→ Goal
Put the stretch of the listing from the line containing "Target: brown dog's head" through the end of the listing, both ends included, into a Markdown table with the columns Row and Line. Number the rows in sequence and leave out blank lines.

======== Data records

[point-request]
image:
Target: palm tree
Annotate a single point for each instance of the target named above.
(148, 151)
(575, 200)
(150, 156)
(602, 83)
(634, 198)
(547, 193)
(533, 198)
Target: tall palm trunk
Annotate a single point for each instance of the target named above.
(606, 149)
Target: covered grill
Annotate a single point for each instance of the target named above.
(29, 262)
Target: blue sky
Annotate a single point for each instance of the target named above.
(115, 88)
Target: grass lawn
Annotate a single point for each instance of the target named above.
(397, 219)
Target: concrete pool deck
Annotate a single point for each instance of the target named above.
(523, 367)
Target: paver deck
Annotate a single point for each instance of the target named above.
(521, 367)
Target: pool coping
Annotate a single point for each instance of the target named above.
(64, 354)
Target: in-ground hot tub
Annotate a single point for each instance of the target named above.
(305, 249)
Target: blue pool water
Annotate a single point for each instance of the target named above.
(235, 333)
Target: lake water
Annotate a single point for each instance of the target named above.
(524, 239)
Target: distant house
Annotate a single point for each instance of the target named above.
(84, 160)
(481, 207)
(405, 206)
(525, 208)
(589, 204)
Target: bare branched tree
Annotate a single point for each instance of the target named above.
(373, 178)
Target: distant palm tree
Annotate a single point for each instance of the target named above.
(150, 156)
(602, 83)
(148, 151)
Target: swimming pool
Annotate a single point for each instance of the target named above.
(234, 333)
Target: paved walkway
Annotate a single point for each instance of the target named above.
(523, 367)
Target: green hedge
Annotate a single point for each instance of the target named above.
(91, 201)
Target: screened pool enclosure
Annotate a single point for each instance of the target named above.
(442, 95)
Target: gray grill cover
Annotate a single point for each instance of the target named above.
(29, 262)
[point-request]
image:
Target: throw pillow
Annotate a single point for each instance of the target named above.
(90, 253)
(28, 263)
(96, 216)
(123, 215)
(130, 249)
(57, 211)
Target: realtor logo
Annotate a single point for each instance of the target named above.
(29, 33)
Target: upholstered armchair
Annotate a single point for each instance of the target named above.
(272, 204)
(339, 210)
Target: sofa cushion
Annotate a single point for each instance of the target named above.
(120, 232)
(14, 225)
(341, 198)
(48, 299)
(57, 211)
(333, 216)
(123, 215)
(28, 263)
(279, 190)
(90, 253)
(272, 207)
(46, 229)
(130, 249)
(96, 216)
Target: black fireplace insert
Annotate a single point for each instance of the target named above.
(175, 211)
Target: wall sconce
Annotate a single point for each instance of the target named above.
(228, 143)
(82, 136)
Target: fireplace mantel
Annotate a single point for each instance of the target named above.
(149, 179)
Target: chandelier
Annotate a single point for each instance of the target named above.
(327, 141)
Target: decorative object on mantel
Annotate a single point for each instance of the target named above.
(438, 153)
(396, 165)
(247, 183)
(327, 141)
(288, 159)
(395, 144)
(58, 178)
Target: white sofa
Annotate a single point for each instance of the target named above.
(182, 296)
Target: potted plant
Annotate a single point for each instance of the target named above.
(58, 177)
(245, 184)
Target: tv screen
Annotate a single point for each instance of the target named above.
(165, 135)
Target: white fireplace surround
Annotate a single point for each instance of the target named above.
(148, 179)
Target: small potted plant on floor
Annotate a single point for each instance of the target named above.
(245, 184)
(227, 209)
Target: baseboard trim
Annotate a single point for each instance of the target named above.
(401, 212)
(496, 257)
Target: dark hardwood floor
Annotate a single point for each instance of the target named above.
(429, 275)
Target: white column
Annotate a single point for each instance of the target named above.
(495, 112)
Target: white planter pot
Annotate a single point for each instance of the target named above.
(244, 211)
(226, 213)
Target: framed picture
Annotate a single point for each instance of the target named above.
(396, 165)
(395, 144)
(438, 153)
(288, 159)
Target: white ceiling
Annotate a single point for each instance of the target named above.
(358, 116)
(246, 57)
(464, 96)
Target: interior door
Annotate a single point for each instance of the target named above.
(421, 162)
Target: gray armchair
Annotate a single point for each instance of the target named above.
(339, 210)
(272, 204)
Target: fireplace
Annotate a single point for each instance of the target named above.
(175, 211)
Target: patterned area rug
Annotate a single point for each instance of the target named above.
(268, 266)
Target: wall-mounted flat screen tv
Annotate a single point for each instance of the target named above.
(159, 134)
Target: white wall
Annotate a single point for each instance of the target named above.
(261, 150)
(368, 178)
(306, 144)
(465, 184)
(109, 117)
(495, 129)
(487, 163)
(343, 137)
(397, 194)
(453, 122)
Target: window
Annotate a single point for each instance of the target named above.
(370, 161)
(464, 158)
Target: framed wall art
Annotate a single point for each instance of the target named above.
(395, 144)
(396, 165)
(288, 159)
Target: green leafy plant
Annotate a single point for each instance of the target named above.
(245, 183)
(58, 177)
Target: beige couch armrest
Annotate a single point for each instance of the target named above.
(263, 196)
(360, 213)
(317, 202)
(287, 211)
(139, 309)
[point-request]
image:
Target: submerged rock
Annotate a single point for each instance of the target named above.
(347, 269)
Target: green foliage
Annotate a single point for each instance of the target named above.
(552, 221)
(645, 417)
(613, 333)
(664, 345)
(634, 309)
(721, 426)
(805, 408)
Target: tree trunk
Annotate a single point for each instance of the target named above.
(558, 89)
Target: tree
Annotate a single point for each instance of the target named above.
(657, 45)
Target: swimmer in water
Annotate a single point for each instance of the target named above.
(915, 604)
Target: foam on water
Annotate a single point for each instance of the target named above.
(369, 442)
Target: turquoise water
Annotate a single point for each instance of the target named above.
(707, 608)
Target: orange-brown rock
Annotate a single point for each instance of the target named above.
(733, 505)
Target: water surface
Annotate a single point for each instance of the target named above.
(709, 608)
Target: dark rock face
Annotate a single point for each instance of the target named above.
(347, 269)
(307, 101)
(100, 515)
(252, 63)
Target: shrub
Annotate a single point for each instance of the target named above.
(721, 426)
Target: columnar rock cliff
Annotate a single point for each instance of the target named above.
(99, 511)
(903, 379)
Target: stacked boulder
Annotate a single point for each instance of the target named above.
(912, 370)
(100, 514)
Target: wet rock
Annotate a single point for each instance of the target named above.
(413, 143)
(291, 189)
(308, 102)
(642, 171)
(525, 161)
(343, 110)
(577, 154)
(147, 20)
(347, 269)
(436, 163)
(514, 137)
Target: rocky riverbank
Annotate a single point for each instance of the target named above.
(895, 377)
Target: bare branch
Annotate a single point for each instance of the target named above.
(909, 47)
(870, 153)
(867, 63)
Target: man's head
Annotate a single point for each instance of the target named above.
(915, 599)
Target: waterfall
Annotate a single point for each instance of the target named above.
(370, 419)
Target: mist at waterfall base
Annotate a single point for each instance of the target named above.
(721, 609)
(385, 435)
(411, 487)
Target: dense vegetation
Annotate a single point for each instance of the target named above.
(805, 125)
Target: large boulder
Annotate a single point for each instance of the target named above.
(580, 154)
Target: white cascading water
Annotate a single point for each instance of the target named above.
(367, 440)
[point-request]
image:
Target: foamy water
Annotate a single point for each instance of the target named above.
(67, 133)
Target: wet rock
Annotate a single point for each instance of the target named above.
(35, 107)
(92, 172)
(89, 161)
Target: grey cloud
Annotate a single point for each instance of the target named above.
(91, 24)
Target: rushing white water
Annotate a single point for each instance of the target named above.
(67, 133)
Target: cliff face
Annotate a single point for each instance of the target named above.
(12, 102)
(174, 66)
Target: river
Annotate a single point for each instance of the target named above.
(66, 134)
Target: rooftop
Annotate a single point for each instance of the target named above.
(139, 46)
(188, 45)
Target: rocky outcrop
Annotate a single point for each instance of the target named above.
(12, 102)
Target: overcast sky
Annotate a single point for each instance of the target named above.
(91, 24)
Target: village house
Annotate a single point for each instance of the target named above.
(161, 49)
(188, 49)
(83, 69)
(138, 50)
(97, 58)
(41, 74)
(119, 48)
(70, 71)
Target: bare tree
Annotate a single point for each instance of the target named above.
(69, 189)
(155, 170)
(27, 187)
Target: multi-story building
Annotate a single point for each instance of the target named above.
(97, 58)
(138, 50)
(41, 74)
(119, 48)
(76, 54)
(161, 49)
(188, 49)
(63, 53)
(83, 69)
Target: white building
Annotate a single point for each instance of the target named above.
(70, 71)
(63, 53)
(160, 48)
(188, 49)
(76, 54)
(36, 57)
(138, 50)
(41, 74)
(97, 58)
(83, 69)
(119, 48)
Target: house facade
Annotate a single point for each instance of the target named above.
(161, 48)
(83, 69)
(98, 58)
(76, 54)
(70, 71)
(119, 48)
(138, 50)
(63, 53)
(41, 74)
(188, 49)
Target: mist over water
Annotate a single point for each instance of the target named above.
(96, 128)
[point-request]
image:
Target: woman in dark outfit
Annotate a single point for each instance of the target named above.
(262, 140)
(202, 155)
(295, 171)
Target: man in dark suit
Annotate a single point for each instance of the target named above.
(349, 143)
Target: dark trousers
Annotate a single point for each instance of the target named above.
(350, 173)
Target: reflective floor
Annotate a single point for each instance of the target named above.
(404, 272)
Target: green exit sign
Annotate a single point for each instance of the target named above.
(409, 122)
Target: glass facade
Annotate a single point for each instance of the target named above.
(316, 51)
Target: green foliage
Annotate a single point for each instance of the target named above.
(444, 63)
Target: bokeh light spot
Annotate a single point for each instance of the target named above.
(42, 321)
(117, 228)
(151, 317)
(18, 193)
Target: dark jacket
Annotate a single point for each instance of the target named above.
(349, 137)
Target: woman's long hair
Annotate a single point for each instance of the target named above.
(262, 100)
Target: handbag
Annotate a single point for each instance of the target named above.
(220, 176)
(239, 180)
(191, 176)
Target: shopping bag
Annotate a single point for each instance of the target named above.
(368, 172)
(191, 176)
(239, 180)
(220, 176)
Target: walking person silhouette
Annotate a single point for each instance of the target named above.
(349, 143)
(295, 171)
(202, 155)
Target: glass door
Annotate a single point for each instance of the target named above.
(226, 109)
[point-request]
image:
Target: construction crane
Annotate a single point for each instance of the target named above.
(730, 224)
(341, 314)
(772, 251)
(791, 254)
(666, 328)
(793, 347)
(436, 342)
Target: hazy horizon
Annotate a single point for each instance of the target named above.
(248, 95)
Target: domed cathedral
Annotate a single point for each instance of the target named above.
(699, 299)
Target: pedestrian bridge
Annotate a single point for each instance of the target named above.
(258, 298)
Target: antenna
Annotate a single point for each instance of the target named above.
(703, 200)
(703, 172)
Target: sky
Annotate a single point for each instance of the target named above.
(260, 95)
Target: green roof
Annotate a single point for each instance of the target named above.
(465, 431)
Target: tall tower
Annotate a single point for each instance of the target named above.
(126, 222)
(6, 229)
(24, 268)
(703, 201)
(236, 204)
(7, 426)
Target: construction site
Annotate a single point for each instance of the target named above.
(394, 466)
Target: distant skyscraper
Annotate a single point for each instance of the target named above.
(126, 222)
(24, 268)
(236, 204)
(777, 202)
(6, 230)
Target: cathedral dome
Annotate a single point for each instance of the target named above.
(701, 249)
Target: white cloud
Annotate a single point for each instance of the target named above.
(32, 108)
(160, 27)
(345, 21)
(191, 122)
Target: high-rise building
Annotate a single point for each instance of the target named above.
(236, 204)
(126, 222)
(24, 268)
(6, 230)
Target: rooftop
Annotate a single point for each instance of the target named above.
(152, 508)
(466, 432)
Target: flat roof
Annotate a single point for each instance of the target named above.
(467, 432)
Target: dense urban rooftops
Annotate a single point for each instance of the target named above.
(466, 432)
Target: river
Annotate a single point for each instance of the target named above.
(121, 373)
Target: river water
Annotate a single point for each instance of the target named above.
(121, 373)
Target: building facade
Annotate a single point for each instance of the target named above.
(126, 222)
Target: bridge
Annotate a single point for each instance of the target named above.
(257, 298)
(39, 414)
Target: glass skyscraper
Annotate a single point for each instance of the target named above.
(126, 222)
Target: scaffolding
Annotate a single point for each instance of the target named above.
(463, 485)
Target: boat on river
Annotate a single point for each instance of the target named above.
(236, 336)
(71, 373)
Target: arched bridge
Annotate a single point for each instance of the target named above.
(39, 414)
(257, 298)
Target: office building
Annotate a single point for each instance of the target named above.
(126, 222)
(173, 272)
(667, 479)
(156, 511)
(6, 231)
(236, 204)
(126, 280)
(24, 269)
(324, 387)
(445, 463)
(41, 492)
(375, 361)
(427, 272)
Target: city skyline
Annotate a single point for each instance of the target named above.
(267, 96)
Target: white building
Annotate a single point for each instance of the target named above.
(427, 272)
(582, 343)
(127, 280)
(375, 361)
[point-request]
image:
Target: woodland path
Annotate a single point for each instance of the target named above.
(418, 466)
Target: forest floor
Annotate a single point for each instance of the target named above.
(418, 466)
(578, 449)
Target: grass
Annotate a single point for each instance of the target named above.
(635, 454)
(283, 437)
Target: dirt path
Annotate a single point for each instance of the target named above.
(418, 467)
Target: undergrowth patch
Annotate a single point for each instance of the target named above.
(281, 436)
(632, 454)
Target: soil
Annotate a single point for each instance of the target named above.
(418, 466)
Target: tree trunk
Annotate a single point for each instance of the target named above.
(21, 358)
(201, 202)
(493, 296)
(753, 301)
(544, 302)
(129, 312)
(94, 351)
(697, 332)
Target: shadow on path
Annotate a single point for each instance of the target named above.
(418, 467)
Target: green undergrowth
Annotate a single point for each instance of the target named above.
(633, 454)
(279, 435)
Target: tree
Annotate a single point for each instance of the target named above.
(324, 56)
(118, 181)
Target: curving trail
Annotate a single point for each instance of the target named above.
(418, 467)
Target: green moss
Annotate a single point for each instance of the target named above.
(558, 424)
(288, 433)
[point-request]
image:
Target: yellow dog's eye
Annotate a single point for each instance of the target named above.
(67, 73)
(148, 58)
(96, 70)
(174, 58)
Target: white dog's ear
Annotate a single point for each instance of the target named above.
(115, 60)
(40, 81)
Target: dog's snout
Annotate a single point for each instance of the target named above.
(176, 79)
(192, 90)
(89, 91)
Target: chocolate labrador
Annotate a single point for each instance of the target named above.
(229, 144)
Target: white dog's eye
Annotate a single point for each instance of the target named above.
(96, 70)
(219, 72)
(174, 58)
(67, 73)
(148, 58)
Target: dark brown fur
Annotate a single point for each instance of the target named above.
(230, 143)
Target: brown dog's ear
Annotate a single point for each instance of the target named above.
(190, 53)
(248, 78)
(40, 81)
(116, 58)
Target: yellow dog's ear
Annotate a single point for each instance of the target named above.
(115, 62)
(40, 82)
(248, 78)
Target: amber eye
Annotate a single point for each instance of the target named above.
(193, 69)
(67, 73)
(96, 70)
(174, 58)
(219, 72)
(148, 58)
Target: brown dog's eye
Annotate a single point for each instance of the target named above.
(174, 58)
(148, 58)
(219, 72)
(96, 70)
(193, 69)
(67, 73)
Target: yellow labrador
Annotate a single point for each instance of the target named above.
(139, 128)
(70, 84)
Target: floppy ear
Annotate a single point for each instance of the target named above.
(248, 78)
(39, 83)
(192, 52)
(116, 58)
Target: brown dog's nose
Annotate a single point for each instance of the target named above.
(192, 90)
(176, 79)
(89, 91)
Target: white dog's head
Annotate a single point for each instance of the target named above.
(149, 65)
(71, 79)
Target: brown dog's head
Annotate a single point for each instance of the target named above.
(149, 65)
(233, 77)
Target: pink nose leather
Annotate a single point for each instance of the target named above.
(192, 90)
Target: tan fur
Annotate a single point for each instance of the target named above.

================

→ Result for this exercise
| Row | Line |
|---|---|
| 1 | Target: brown dog's head |
| 2 | Annotate a single point for each instance of the target named above. |
| 3 | (149, 65) |
| 4 | (233, 77) |
| 5 | Target: pink nose leather |
| 6 | Annotate a single point for each instance of the target named above. |
| 7 | (192, 90) |
| 8 | Target: tan fur |
| 9 | Annotate a single point for each instance of the target named above. |